## Problem details
Rescale everything from the line containing "Agricultural drone survey: scan the aerial photo for terracotta" down to the end of the items, both ends included. Reproduce each line, with the requests left unchanged, and multiply every bounding-box coordinate in the answers by 0.45, rounding to whole numbers with halves rounded up.

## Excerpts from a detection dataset
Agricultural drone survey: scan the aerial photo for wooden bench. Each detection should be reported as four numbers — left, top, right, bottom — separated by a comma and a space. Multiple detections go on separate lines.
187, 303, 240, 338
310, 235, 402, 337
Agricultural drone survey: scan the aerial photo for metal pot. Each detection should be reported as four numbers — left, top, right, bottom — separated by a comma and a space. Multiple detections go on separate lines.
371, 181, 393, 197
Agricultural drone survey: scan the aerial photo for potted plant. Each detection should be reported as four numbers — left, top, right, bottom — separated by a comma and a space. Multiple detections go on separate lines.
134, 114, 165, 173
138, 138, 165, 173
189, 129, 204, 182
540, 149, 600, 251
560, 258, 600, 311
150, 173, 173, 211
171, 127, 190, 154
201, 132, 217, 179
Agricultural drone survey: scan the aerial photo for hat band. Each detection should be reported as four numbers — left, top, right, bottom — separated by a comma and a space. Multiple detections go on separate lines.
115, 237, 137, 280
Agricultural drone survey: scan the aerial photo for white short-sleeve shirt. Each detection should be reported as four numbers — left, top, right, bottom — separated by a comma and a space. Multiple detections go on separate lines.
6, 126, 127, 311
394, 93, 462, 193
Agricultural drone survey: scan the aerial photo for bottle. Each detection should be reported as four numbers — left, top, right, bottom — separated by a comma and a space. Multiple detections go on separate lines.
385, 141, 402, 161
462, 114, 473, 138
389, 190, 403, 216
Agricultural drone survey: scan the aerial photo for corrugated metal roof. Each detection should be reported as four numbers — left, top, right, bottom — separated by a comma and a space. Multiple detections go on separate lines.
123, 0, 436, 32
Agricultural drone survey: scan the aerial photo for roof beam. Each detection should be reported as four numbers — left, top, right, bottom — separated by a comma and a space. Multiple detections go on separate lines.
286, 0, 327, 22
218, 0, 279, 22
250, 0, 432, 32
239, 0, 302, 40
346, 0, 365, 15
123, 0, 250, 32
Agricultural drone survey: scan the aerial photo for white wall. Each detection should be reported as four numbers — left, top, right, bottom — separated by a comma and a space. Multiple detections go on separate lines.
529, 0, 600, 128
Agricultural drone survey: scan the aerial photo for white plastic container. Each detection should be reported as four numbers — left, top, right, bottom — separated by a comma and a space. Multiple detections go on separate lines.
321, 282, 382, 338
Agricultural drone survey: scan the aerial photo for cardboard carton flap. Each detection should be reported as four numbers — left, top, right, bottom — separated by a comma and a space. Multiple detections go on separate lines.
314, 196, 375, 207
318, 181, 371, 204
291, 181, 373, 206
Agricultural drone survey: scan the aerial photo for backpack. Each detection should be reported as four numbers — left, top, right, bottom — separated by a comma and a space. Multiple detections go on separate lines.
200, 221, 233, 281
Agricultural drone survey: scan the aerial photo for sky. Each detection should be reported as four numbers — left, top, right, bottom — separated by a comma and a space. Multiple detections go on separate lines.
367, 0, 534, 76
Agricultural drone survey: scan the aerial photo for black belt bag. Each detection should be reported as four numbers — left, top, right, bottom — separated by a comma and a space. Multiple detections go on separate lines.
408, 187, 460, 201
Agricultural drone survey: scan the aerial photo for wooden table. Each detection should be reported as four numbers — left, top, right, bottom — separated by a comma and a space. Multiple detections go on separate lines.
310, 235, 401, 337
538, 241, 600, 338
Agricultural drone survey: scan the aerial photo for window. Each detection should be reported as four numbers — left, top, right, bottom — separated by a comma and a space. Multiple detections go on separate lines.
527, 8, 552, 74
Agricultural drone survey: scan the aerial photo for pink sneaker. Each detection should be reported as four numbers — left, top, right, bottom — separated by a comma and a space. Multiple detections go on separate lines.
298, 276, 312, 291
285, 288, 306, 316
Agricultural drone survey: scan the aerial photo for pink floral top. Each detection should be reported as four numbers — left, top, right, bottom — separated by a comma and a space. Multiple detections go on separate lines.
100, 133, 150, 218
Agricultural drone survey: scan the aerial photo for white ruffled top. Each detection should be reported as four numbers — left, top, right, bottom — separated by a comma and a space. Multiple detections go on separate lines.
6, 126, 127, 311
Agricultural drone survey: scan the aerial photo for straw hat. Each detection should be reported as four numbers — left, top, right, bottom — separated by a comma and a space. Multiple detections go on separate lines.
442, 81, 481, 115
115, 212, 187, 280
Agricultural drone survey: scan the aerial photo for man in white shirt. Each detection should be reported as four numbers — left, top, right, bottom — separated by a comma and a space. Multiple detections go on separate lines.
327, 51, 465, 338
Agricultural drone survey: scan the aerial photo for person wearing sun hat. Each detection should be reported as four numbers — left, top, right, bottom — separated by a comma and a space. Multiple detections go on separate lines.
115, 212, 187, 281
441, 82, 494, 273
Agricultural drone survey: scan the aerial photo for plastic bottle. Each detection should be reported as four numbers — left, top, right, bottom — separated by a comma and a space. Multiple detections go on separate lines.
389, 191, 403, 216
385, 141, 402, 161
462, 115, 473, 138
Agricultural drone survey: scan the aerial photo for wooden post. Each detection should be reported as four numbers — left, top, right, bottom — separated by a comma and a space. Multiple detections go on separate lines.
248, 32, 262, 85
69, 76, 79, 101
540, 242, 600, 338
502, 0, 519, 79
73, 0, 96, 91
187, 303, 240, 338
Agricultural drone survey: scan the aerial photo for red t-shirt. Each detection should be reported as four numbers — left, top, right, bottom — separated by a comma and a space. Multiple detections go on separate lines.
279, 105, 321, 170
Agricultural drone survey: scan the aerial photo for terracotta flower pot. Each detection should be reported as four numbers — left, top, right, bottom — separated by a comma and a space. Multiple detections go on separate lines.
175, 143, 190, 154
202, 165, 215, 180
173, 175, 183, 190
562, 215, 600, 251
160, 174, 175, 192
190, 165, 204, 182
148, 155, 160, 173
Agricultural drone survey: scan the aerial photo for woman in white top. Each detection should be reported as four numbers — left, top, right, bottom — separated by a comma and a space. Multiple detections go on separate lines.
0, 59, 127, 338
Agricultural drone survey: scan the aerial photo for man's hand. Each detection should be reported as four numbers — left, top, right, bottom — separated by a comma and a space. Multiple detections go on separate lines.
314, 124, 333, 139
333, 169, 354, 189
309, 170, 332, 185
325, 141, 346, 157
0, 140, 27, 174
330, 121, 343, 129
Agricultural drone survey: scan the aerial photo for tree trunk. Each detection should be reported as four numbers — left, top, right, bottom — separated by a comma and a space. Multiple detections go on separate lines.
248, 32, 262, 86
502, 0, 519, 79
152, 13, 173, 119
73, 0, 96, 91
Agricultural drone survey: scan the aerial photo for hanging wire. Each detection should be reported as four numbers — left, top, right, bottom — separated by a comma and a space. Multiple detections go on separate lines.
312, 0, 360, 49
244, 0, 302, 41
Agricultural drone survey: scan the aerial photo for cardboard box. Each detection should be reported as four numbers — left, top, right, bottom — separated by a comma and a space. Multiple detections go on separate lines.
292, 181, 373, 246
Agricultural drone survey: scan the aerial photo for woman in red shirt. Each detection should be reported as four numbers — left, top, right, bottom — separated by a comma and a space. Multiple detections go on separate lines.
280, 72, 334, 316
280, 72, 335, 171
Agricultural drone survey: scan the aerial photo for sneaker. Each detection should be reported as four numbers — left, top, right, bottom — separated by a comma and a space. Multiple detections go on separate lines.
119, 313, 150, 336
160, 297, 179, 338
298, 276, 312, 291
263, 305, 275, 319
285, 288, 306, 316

## Result of this task
Agricultural drone survey: scan the aerial photo for terracotta flower pot. Each detection should be reported as four numbers — left, top, right, bottom — separated by a comma and a space. Multiple detections go on separate lines.
79, 64, 86, 69
91, 74, 97, 81
78, 79, 82, 86
253, 97, 270, 113
72, 78, 79, 86
86, 74, 92, 82
67, 70, 72, 78
Agricultural drone survey: scan the aerial photo for woman in white top. Each detection should be reported as four numbers — left, top, right, bottom — separated by a comma and a space. Multiple detections go on separate lines.
0, 27, 57, 152
Agricultural drone survey: scan the aerial photo for man's hand. Each detection should be reported as four numbers — left, top, right, bottom — separated by a comma and a space. Multiple detections go on separate lines.
141, 56, 150, 63
150, 76, 159, 85
139, 77, 149, 83
146, 63, 156, 71
0, 63, 12, 78
149, 54, 154, 58
Agricultural drone survey: scan the aerial photo for tree trunk. Each detection should be reported as four numbers — left, top, right, bottom — separated by a comma and a space. Multiple detections go on separate lines.
112, 14, 118, 39
226, 0, 234, 36
68, 6, 78, 54
33, 0, 43, 41
Agricultural drone survey: scan the aerial photo for hanging wire. Each detection should be reported as four numbers — left, top, right, bottom — separated by a comma and a space. Multiple detections go on separate lines.
140, 0, 162, 22
110, 0, 136, 18
Agricultural drone survey: scan the aerial photo for cardboard box. Each detection should be reported as four numbers — left, top, right, bottom — separated by a comma and a space. Multiple detections go on separate lines.
131, 81, 168, 111
Agricultural drone survey: scan the aerial photo for woman in red shirt. Each detection should be reported as four numbers — left, top, right, bottom — separated by a comma and a space. Multiple detections go on separate lines.
126, 32, 150, 142
126, 32, 151, 77
Agricultural drone survey: scan the aerial photo for sneaker. Each detection should be reported as four numbers — left, top, right, bottom — separated by a comma and a space. Multiple detections go on separate lines.
54, 141, 68, 151
72, 134, 81, 152
134, 124, 140, 131
118, 137, 124, 144
128, 130, 138, 142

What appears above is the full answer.